(Extracted data):
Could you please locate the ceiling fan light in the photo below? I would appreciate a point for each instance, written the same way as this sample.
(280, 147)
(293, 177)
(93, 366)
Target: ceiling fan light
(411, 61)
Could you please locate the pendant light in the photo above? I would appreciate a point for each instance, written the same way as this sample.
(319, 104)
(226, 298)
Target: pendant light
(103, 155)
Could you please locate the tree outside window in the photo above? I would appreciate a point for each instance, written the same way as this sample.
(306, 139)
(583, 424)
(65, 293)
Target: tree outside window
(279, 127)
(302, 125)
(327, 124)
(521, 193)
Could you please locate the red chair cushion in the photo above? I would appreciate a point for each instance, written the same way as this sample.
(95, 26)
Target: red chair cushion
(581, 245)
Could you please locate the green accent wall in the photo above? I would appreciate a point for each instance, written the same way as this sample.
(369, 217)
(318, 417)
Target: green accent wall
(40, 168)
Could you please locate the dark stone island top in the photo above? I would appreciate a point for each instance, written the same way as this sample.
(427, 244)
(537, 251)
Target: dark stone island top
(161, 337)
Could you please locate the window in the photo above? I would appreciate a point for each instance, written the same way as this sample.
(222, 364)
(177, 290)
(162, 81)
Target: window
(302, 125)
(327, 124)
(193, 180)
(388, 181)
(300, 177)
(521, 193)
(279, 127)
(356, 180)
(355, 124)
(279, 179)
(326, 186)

(Goal):
Copy all of the rows above line for line, without changing a single character.

(Solution):
Could you please locate the ceiling fan light in the photo below? I would appreciate a point for each instance, written the same way as this sample.
(280, 147)
(293, 177)
(93, 366)
Target: ceiling fan light
(411, 61)
Could you please locate the pendant light in the photo above? I would appreciate a point for each instance, written the same way as this sample.
(319, 104)
(226, 298)
Target: pendant light
(103, 155)
Could you please locate the tree outside window in the photo above? I would appreciate a point for each instance, written the same way as this sample.
(306, 139)
(583, 424)
(65, 293)
Target: tree outside window
(279, 127)
(302, 125)
(327, 124)
(521, 193)
Could you please locate the red chair cushion in the photo above? I would appreciate a point for each instance, written the same way as this sample.
(95, 26)
Target: red chair cushion
(581, 245)
Could you please locate the green accent wall in the photo above? I would appreciate a point for each instance, written the same way as this sample.
(369, 217)
(318, 417)
Target: green accent wall
(40, 168)
Could you please locate the dark stone island top in the photo above? I would appreciate a point for each instance, written the same way as this sample.
(427, 244)
(537, 251)
Target: dark stone island top
(161, 337)
Could you please locate the window in the photo above? I would appreciate a point for each instance, written the same way as this sample.
(222, 364)
(177, 290)
(162, 81)
Target: window
(302, 125)
(327, 124)
(193, 180)
(388, 181)
(300, 177)
(521, 193)
(279, 127)
(356, 180)
(355, 124)
(279, 179)
(326, 186)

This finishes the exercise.